▶ [ACTION ITEM A]:
Quote the piece on booking train tickets word for word, starting with "I had a slightly" and going on through "to do that?".
▶ [ACTION ITEM B]:
Say whether each statement agrees with the piece on booking train tickets, answering yes or no and quoting the words that decide it: (i) The writer booked once alone and once for the whole family. (ii) On The Trainline's website you can book without choosing a specific train. (iii) Both times, the tickets showed "No Seat" where the seat details go.

▶ [STUDY TEXT]:
What Exactly Does it Mean to Book a Train Ticket, Anyway?

I had a slightly weird experience with train bookings a while back. Twice I’ve booked tickets via The Trainline between London and Glasgow (once on my own, once for the whole family). On both cases the tickets arrived with the legend “No Seat” printed in the spaces for the seat details. In both cases I phoned the company and was able to arrange seats (with greater or lesser difficulty and need to switch services)

But the weirdness to my mind is that on The Trainline’s website, you have to select specific trains when you’re booking (even if the ticket you are buying is flexible enough that you can travel on a different service in the end). So you’re always “booking” a particular train; but not, automatically, booking a seat. What, exactly, does it mean to do that?

I mean, let’s assume that all seats on the train are full when you get on, as they usually are on routes like London to Glasgow; is there a particular circle of floor space that is yours? You have a booking on that service, after all: it must mean something.

▶ [DATA FOR REVIEW]:
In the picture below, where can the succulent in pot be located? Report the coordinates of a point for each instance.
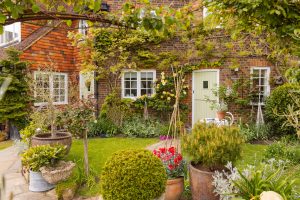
(209, 147)
(175, 169)
(37, 157)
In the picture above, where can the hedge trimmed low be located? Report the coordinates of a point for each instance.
(133, 175)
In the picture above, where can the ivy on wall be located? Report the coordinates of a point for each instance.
(15, 107)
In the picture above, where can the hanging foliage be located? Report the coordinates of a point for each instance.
(14, 106)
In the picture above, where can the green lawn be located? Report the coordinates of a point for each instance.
(5, 144)
(100, 149)
(253, 154)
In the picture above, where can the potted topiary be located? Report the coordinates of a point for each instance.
(37, 157)
(133, 174)
(175, 168)
(209, 147)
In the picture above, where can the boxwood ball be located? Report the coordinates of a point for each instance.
(133, 175)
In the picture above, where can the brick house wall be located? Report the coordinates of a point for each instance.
(55, 49)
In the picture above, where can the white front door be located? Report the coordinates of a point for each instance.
(203, 83)
(86, 84)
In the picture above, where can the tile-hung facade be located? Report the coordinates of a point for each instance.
(49, 46)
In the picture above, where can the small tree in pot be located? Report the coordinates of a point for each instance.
(41, 156)
(49, 112)
(209, 147)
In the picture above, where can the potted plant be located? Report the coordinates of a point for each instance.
(48, 132)
(175, 168)
(37, 157)
(221, 108)
(209, 147)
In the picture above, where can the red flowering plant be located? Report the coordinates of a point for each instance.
(172, 161)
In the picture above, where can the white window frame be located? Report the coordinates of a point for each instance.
(51, 89)
(267, 92)
(138, 82)
(83, 27)
(16, 29)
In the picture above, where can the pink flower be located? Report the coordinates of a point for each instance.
(162, 150)
(172, 150)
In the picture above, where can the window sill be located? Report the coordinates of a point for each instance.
(4, 45)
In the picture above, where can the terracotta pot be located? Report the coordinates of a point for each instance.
(63, 138)
(201, 184)
(174, 188)
(221, 115)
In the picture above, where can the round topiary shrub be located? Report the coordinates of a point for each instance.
(279, 99)
(133, 175)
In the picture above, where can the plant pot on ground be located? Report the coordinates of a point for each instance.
(175, 168)
(37, 157)
(57, 173)
(209, 147)
(221, 115)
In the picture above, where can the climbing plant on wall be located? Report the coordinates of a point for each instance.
(14, 107)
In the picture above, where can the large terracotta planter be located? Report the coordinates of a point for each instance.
(201, 184)
(63, 138)
(174, 189)
(221, 115)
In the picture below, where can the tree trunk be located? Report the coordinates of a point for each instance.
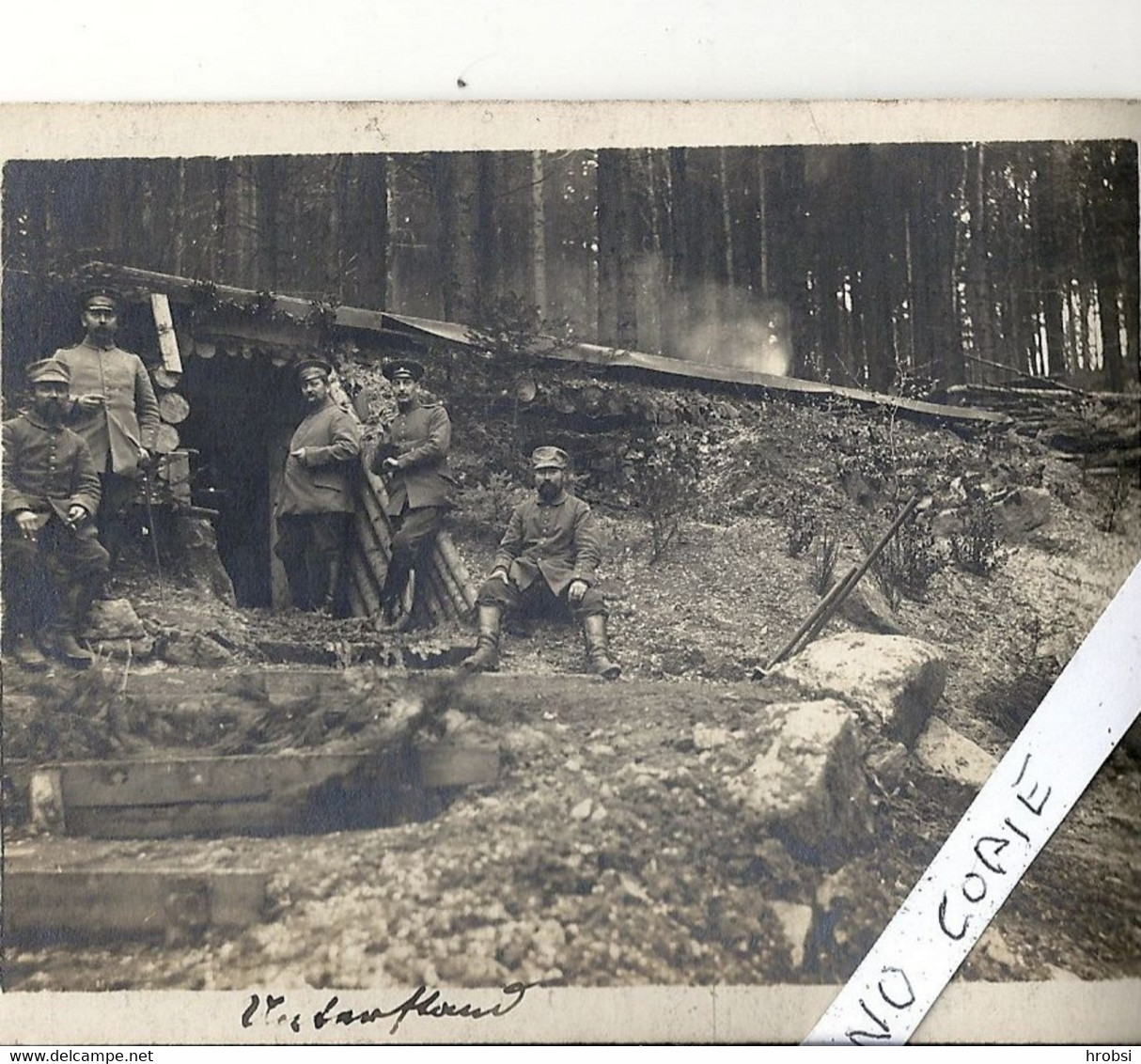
(539, 232)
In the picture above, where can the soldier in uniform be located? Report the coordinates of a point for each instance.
(550, 549)
(53, 559)
(316, 504)
(412, 457)
(113, 409)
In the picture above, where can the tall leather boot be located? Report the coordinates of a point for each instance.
(332, 578)
(485, 658)
(593, 629)
(69, 620)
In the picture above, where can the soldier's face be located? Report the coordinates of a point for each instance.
(49, 399)
(549, 482)
(101, 319)
(405, 389)
(314, 389)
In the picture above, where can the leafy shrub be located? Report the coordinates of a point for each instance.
(1114, 503)
(824, 560)
(977, 548)
(663, 472)
(800, 521)
(908, 560)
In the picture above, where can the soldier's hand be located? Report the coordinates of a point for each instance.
(26, 523)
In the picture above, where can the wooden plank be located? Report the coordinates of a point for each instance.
(168, 340)
(457, 765)
(192, 780)
(129, 900)
(182, 289)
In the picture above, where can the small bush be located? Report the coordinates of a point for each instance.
(908, 562)
(977, 548)
(1114, 503)
(801, 522)
(663, 473)
(824, 560)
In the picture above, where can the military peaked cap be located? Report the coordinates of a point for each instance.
(549, 458)
(101, 292)
(309, 368)
(396, 368)
(49, 368)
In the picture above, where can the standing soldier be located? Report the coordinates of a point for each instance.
(113, 409)
(412, 457)
(53, 559)
(316, 504)
(551, 551)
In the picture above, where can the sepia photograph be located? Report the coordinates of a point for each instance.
(446, 572)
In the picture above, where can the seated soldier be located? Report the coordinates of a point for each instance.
(550, 549)
(53, 560)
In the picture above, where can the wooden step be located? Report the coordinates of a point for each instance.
(243, 793)
(116, 902)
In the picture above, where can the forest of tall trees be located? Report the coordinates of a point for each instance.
(883, 266)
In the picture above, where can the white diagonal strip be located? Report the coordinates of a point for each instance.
(1055, 756)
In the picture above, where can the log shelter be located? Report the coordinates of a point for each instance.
(222, 361)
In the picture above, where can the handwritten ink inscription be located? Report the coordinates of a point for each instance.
(420, 1003)
(894, 994)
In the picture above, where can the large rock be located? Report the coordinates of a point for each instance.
(894, 681)
(808, 787)
(1022, 511)
(852, 909)
(945, 753)
(867, 608)
(198, 551)
(113, 618)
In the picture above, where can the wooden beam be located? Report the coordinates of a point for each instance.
(168, 341)
(242, 793)
(131, 902)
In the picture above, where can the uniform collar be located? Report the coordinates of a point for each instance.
(39, 423)
(92, 346)
(309, 411)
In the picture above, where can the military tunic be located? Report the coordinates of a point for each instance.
(129, 418)
(320, 482)
(558, 540)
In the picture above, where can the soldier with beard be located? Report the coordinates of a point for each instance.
(316, 504)
(412, 458)
(550, 552)
(53, 559)
(113, 409)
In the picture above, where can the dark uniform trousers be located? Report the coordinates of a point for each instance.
(305, 544)
(49, 579)
(547, 547)
(415, 530)
(539, 596)
(53, 578)
(419, 490)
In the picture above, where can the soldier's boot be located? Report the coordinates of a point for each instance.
(485, 658)
(27, 654)
(593, 629)
(69, 620)
(332, 579)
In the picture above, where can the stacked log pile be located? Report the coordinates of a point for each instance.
(1099, 430)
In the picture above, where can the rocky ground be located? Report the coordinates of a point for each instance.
(615, 849)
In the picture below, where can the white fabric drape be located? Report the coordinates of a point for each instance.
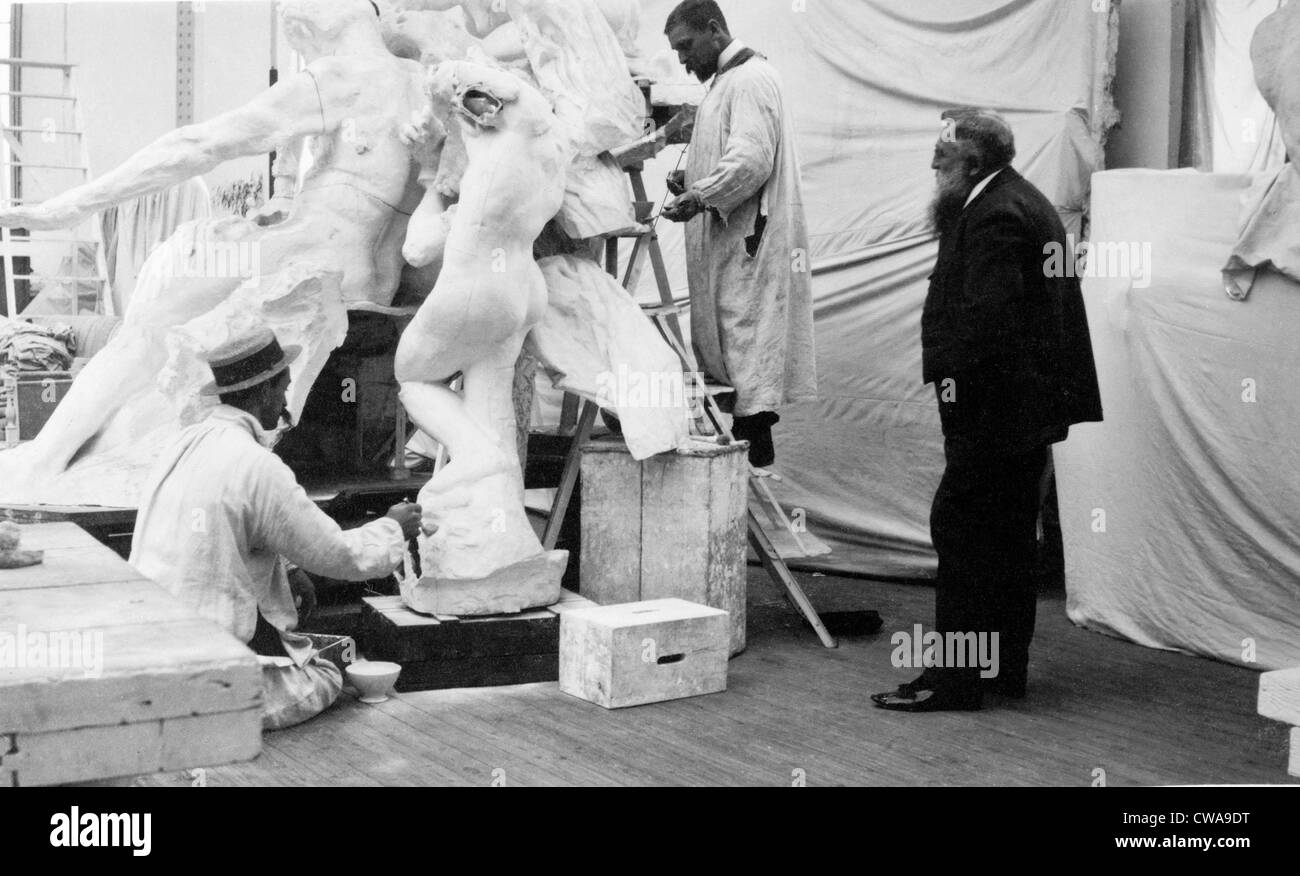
(866, 81)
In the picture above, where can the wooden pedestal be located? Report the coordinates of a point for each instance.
(668, 527)
(438, 653)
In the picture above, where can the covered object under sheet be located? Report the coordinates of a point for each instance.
(867, 81)
(1181, 512)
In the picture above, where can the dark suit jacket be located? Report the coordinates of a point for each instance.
(1006, 346)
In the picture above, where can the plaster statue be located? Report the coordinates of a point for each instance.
(572, 53)
(493, 141)
(1272, 211)
(346, 221)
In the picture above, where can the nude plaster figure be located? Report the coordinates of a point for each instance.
(347, 220)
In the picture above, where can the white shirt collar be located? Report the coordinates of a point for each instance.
(979, 187)
(732, 50)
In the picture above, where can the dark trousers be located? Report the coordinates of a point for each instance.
(984, 528)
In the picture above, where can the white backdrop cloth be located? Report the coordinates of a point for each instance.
(1197, 482)
(866, 81)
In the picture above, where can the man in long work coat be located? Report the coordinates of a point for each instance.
(746, 242)
(1005, 342)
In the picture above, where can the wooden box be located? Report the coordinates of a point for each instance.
(668, 527)
(442, 651)
(104, 675)
(644, 651)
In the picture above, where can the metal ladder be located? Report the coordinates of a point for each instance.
(14, 176)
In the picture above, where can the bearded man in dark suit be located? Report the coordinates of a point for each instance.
(1006, 346)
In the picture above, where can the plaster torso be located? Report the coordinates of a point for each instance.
(512, 186)
(360, 187)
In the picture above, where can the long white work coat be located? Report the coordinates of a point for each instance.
(750, 300)
(219, 516)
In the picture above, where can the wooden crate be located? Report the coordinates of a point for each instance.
(644, 651)
(139, 684)
(668, 527)
(1279, 699)
(441, 651)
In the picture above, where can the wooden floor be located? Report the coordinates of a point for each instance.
(794, 710)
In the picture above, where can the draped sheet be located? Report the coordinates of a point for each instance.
(1179, 511)
(1227, 126)
(867, 81)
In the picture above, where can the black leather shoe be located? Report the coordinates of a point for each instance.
(908, 689)
(1012, 688)
(928, 701)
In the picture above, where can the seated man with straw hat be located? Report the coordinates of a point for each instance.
(221, 516)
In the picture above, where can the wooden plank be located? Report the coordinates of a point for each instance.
(1279, 695)
(479, 671)
(726, 576)
(94, 753)
(43, 537)
(148, 672)
(89, 606)
(406, 637)
(68, 567)
(610, 568)
(792, 705)
(1294, 760)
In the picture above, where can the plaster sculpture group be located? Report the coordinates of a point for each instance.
(442, 138)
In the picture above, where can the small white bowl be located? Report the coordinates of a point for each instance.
(373, 679)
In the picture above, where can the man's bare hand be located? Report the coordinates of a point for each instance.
(684, 208)
(304, 594)
(407, 514)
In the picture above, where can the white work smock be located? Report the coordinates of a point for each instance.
(219, 516)
(750, 278)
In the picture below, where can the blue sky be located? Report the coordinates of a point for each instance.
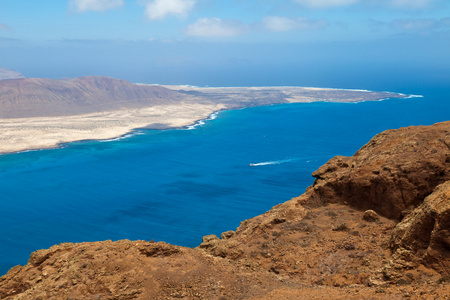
(180, 39)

▶ [EXERCISE OUTPUT A]:
I had a slightly weird experience with train bookings a while back. Twice I’ve booked tickets via The Trainline between London and Glasgow (once on my own, once for the whole family). On both cases the tickets arrived with the legend “No Seat” printed in the spaces for the seat details. In both cases I phoned the company and was able to arrange seats (with greater or lesser difficulty and need to switch services)

But the weirdness to my mind is that on The Trainline’s website, you have to select specific trains when you’re booking (even if the ticket you are buying is flexible enough that you can travel on a different service in the end). So you’re always “booking” a particular train; but not, automatically, booking a seat. What, exactly, does it mean to do that?

▶ [EXERCISE OUTPUT B]:
(i) Yes: "once on my own, once for the whole family"
(ii) No: "you have to select specific trains when you’re booking"
(iii) Yes: "On both cases the tickets arrived with the legend “No Seat” printed in the spaces for the seat details."